→ WORK TO COMPLETE: Put everything from the line containing "Find the crucified" down to the line containing "19L104 23L105 23L105" into a two-column CSV with the columns instruction and outlines, one row per entry, holding the entry's text and its answer. Wrap each field in quotation marks and turn any line breaks within it into spaces.

→ DATA SHOWN:
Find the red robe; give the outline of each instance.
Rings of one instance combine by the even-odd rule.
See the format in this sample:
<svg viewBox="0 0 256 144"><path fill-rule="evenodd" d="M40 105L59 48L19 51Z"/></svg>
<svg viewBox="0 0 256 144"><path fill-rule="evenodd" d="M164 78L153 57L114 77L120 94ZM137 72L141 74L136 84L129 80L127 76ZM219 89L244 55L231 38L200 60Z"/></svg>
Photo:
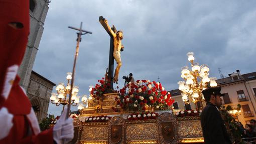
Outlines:
<svg viewBox="0 0 256 144"><path fill-rule="evenodd" d="M28 43L29 2L0 0L0 109L5 107L14 115L14 125L9 135L0 139L1 144L54 141L52 128L40 132L36 115L26 92L19 85L17 75ZM11 27L11 23L18 23L18 29Z"/></svg>

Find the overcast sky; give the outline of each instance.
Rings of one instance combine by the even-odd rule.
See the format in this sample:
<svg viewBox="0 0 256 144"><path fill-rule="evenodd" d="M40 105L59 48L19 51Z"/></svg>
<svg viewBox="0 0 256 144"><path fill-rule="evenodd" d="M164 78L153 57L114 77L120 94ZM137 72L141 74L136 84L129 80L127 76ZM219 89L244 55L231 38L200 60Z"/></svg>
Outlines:
<svg viewBox="0 0 256 144"><path fill-rule="evenodd" d="M88 95L108 65L110 37L98 21L103 16L123 32L119 87L122 76L133 73L136 80L159 77L166 90L177 89L191 51L196 62L208 64L210 77L220 78L219 68L225 77L237 69L254 72L255 6L255 1L51 1L33 70L57 84L66 83L77 38L68 26L83 22L93 33L82 36L75 83L79 95ZM59 115L61 109L50 103L48 113Z"/></svg>

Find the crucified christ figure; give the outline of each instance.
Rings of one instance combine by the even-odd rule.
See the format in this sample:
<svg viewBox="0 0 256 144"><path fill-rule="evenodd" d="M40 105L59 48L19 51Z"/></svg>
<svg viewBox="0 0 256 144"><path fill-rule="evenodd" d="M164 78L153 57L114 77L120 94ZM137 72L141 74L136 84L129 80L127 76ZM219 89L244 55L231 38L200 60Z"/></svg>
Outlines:
<svg viewBox="0 0 256 144"><path fill-rule="evenodd" d="M104 19L104 23L105 23L105 25L107 26L107 31L110 32L113 38L114 47L113 56L117 64L115 70L114 71L113 82L117 84L119 71L120 68L122 66L120 51L123 51L123 46L122 45L121 42L121 40L122 40L123 38L122 32L121 31L118 31L115 33L115 32L113 31L108 25L107 20L105 19Z"/></svg>

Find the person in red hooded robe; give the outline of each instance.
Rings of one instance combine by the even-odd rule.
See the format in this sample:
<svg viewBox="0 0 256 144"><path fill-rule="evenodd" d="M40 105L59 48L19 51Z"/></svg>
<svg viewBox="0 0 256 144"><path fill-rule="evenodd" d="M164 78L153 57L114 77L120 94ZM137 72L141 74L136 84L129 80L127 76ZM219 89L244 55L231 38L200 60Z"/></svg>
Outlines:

→ EXPECTED ANSWER:
instruction,outlines
"Find the crucified christ figure; give the outline of each instance. Rings of one instance combine by the even-odd rule. See the format in this sample: <svg viewBox=""0 0 256 144""><path fill-rule=""evenodd"" d=""M40 105L59 48L19 51Z""/></svg> <svg viewBox=""0 0 256 144""><path fill-rule=""evenodd"" d=""M164 78L153 57L114 77L120 94ZM137 72L141 74L136 84L129 80L127 76ZM219 89L244 55L231 38L200 60Z""/></svg> Outlines:","<svg viewBox=""0 0 256 144""><path fill-rule=""evenodd"" d=""M104 19L104 23L105 23L105 25L107 26L107 31L110 32L113 38L114 47L113 56L117 64L115 70L114 71L113 82L117 84L119 71L120 68L122 66L120 51L123 51L123 46L122 45L121 42L121 40L122 40L123 38L122 32L121 31L118 31L115 33L115 32L113 31L108 25L107 20L105 19Z""/></svg>"